# Instructions for the task
Rewrite the records below, replacing every occurrence of "marker" with "point" and keeping all other text the same.
──────── Data to process
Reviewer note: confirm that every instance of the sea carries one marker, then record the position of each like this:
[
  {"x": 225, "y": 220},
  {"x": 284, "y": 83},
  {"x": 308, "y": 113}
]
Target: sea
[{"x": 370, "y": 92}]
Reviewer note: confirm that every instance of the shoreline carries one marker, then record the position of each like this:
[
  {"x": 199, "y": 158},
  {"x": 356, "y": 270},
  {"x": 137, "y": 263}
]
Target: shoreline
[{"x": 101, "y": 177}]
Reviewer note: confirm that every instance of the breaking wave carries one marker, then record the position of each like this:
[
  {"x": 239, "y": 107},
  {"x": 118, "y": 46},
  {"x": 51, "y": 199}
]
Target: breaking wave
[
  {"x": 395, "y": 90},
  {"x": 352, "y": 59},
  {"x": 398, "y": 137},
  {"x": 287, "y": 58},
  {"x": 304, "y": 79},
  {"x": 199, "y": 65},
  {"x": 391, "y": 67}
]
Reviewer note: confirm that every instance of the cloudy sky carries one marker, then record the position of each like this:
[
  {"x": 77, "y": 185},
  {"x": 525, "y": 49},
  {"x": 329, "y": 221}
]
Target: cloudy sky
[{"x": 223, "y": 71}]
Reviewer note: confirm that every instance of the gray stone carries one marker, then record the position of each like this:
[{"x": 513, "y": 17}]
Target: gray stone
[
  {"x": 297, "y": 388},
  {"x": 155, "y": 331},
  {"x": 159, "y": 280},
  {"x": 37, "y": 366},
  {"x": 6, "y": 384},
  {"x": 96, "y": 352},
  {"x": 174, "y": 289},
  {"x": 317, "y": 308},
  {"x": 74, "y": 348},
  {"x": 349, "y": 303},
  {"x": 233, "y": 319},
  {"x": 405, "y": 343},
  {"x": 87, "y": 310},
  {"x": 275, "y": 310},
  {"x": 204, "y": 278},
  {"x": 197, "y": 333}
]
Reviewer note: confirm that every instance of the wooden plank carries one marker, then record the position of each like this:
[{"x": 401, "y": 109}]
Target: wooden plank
────────────────
# Written solution
Reviewer note: confirm that every instance of the sea carries one point, then record the position of each like this:
[
  {"x": 225, "y": 220},
  {"x": 284, "y": 83},
  {"x": 308, "y": 113}
]
Target: sea
[{"x": 370, "y": 92}]
Reviewer note: confirm that every instance of the shoreline carries one point, then record the position of each like this:
[
  {"x": 199, "y": 158},
  {"x": 356, "y": 270},
  {"x": 137, "y": 263}
]
Target: shoreline
[{"x": 101, "y": 177}]
Reviewer note: confirm that every instance of the breaking wave carries one point, then record the position of each like this:
[
  {"x": 239, "y": 107},
  {"x": 118, "y": 46},
  {"x": 51, "y": 199}
]
Target: breaking wave
[
  {"x": 395, "y": 90},
  {"x": 352, "y": 59},
  {"x": 398, "y": 137},
  {"x": 287, "y": 58},
  {"x": 304, "y": 79},
  {"x": 199, "y": 65},
  {"x": 391, "y": 67}
]
Reviewer note: confirm that every instance of the cloudy sky carries one point, then record the position of each like this:
[
  {"x": 77, "y": 185},
  {"x": 525, "y": 49},
  {"x": 329, "y": 221}
]
Target: cloudy sky
[{"x": 223, "y": 71}]
Reviewer note: confirm that every instance of the gray stone carries one point, then record the position of each like this:
[{"x": 513, "y": 17}]
Target: gray stone
[
  {"x": 297, "y": 388},
  {"x": 155, "y": 331},
  {"x": 159, "y": 280},
  {"x": 37, "y": 366},
  {"x": 6, "y": 384},
  {"x": 96, "y": 352},
  {"x": 174, "y": 289},
  {"x": 317, "y": 308},
  {"x": 74, "y": 348},
  {"x": 349, "y": 303},
  {"x": 233, "y": 319},
  {"x": 405, "y": 343},
  {"x": 87, "y": 310},
  {"x": 275, "y": 310},
  {"x": 204, "y": 278},
  {"x": 197, "y": 333}
]
Reviewer note: confirm that every instance of the wooden plank carries one point, then record the position of each like this:
[{"x": 401, "y": 109}]
Target: wooden plank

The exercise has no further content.